▸ Brano del documento
——————

“Il  ricco e il povero”

Codex Aureus Epternacensis, manoscritto miniato; Parabola dell'uomo ricco e del mendicante Lazzaro
Codex Aureus Epternacensis, Parabola dell’uomo ricco e del mendicante Lazzaro, circa 1035-1040

Di seguito riportiamo, per chi volesse rileggere e approfondire, il testo della predicazione di domenica 25 settembre, preparata e pronunciata dal diacono che ha presieduto la liturgia della Parola, Stefano Gardoni.


letture di riferimento: Am 6,1.4-7, Sal 145, 1Tm 6,11-16, Lc 16,19-31.

Sono due le scene che compongono il quadro del racconto evangelico di oggi (cf Lc 16,19-31).

La prima scena riguarda la vita terrena dell’uomo ricco e Lazzaro (cf Lc 16, 19-21).

La seconda scena, invece, ritrae il ricco e Lazzaro, dopo la morte (cf Lc 16, 22-21).

Il ricco, in vita, ha ricevuto beni. Lazzaro, invece, ha ricevuto povertà e sofferenza. La situazione si capovolge con la morte di entrambi. Lazzaro, infatti, è consolato, mentre l’uomo ricco è nei tormenti (cf Lc 16,25).

Altri personaggi appaiono sullo sfondo del racconto. Sembrano personaggi non importanti.

Sono i cinque fratelli dell’uomo ricco, rimasti in vita. I cinque fratelli del racconto siamo noi.

Che cosa faranno quei cinque uomini?

Seguiranno l’esempio del ricco oppure faranno tesoro dell’insegnamento di Mosè e dei profeti? (cf Lc 16,29)

Luca non da risposta. Davanti a loro, si aprono due strade: quella della condivisione dei beni, con chi è nel bisogno, e quella del tenere tutto per se stessi.

Dinanzi a noi, si aprono le stesse due strade, ecco, perché dicevamo che quei cinque fratelli del racconto siamo noi, perché, anche noi, immersi nelle cose del mondo, in ogni istante, ci troviamo dinanzi  alla possibilità di seguire il ricco  oppure l’insegnamento di Gesù; in ogni istante, noi,  con i nostri beni terreni, possiamo costruire la nostra consolazione futura oppure i nostri tormenti futuri (cf Lc 16,25 ).

L’avido ha soltanto occhi per il tempo presente, che immagina lungo come secoli. Vorrebbe mettere l’eternità nel tempo, ma si rende conto che è impossibile.

Reagisce, allora, prescindendo da essa, afferrandosi sempre più saldamente alla roccia sabbiosa del presente.

L’avidità, si può affermare senza  ombra di dubbio, è una passione che si annida in ogni cuore umano. L’accumulare, il possedere di più, l’avere fame di beni e di mezzi, il vivere con maggiori comodità, non è estraneo a nessun mortale: cristiani o non cristiani, credenti o atei, sacerdoti, religiosi o laici.

——————

▸ Elenco compiti
**1.** Quali righe dei record contengono la stringa "query"? Elencale tutte, copiandole per intero.
**2.** Estendi la predicazione sul ricco e Lazzaro, proseguendo dopo la sua ultima frase.
La predicazione e i record sono materiali distinti tra loro.

(Dati di origine)
——————

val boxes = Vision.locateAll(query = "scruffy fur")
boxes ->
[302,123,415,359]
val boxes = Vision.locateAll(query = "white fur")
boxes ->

——————

▸ Elenco risposte
**1.**
val boxes = Vision.locateAll(query = "scruffy fur")
val boxes = Vision.locateAll(query = "white fur")

**2.**
Non che tutto ciò in se stesso sia peccato, ma quando la tendenza si trasforma in passione e la vita intera si calcola solo nell’accumulare, nell’avere, nel vivere comodamente, allora il peccato dell’avidità ti ha schiavizzato. In effetti, per l’avidità l’uomo pecca contro la povertà, perché il suo cuore, invece di essere posto in Dio, suo Bene supremo, si è prostrato davanti al Dio insaziabile ed effimero del denaro. Pecca contro la povertà, perché le sue ricchezze non gli servono per servire, ma per soddisfare una passione. Pecca contro il disegno di Dio, che ha dato a tutti i beni di questo mondo un destino universale. E ha lasciato agli uomini di ogni epoca e generazione il compito di portarlo a compimento. Non dovranno, molti di noi cristiani, realizzare una vera “conversione” alla povertà evangelica? Non dovremo liberarci da molti attaccamenti mondani e catene pecuniarie, che ci tolgono libertà per vivere l’autenticità del Vangelo?

Lazzaro giace, ancora oggi, alla nostra porta (cf Lc 16,20), mentre, noi, vestiti di porpora e di bisso, banchettiamo lautamente (cf Lc 16,19).

Quanta fatica fanno i nostri occhi, per guardare Lazzaro! Quanta fatica fanno le nostre mani, per aprirsi in un gesto sincero di solidarietà verso Lazzaro!

In un mondo, come il nostro, costruito, spesso, sulle mode e sulle apparenze, anche la solidarietà, talvolta, si incammina lungo le strade, senza mai incontrare Lazzaro.

Lazzaro giace sulla nostra porta, ma le mode ci fanno preferire la solidarietà a distanza, quella delle adozioni di bambini lontani, che, mai, incontreremo.

Le mode ci fanno preferire la solidarietà che viaggia sulle onde di un sms, una solidarietà che, mai, ci renderà davvero prossimi, a chi è nel bisogno (cf Lc 10,25-37).

Certo, solidarietà è anche questa: utile e preziosissima, ma Lazzaro e il suo sguardo ci interpellano dentro casa, mentre, noi non abbiamo il coraggio né la voglia di guardarlo.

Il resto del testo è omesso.